Document passage »
Defending the Indefensible
Those who manage to say, even today, that Communism is a good idea in theory, since it allegedly purports to help one's fellow man, are badly deceived, clearly having read no Marx or Lenin.80 Communism was never about love and brotherhood; Communism was built on a specific type of hatred: class hatred. Certain classes were targeted not only for envy and rage but also for genocidal destruction. It was a system constructed on the most wretched vices; it was vicious.
Over time, most Americans figured this out. Too many, however, were hoodwinked from the start.
Typical of the bad thinking on the American left was the author, poet, and playwright Langston Hughes, who once joined the Communist side but later abandoned it. Writing in 1934, Hughes captured American Communists’ love for the Soviet Union, their Soviet patriotism, their atheism, their desire to spread the ideology worldwide through the Comintern, and their ultimate dream of remaking America into a Soviet sister state. “Put one more ‘S’ in the USA to make it Soviet,” declared Hughes. “The USA when we take control will be the USSA.”81 Hughes urged his comrades to rise and fight for the “great red flag … of the Internationale.” Or, as he put it in one of his most famous poems:
Goodbye Christ, Lord Jehovah,
Beat it on away from here, make way for a new guy with no religion at all,
A real guy named Marx, Communism, Lenin, Peasant, Stalin, worker, me.82
As segments of the American Left persisted with this homicidal sophistry, the ideology of global Communism had begun a rampage of hate, violence, and mass murder that would claim at least a hundred million lives worldwide.
How long would it take for American Communists to wake up and smell the corpses? How long would it take for their fellow travelers on the left to realize the true nature and horrific brutality of the experiment in Moscow? Sadly, in many cases the answer to that question was too long.
Instead, a parade of Communists and their dupes marched proudly, blindly along after the founding of the Comintern and American Communist Party. And the first target in their sights was a liberal president—no less than a progressive icon.
WOODROW WILSON: “UTTER SIMPLETON”

Entries »
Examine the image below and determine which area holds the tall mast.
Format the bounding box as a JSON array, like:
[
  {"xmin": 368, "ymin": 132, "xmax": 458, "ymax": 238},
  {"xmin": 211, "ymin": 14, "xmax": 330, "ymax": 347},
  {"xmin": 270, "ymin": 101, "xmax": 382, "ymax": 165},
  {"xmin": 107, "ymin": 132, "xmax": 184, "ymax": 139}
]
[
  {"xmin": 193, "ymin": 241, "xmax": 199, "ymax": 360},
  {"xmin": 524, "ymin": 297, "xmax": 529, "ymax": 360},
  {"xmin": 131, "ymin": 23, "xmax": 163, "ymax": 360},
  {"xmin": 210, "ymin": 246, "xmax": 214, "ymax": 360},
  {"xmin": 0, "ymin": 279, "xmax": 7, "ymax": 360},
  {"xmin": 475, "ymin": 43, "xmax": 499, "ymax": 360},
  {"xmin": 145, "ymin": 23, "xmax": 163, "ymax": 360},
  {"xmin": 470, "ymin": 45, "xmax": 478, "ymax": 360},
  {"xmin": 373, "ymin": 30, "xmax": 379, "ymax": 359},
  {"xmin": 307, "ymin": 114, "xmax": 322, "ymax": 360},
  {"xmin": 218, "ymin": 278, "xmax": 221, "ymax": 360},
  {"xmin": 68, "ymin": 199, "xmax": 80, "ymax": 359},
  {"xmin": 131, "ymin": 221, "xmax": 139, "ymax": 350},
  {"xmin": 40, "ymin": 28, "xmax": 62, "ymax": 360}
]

Requirement »
Swap "hatred" for "resentment" in the passage on American Communism, reproducing it from "Defending the Indefensible" to "it was vicious.".

Result of the exercise »
Defending the Indefensible
Those who manage to say, even today, that Communism is a good idea in theory, since it allegedly purports to help one's fellow man, are badly deceived, clearly having read no Marx or Lenin.80 Communism was never about love and brotherhood; Communism was built on a specific type of resentment: class resentment. Certain classes were targeted not only for envy and rage but also for genocidal destruction. It was a system constructed on the most wretched vices; it was vicious.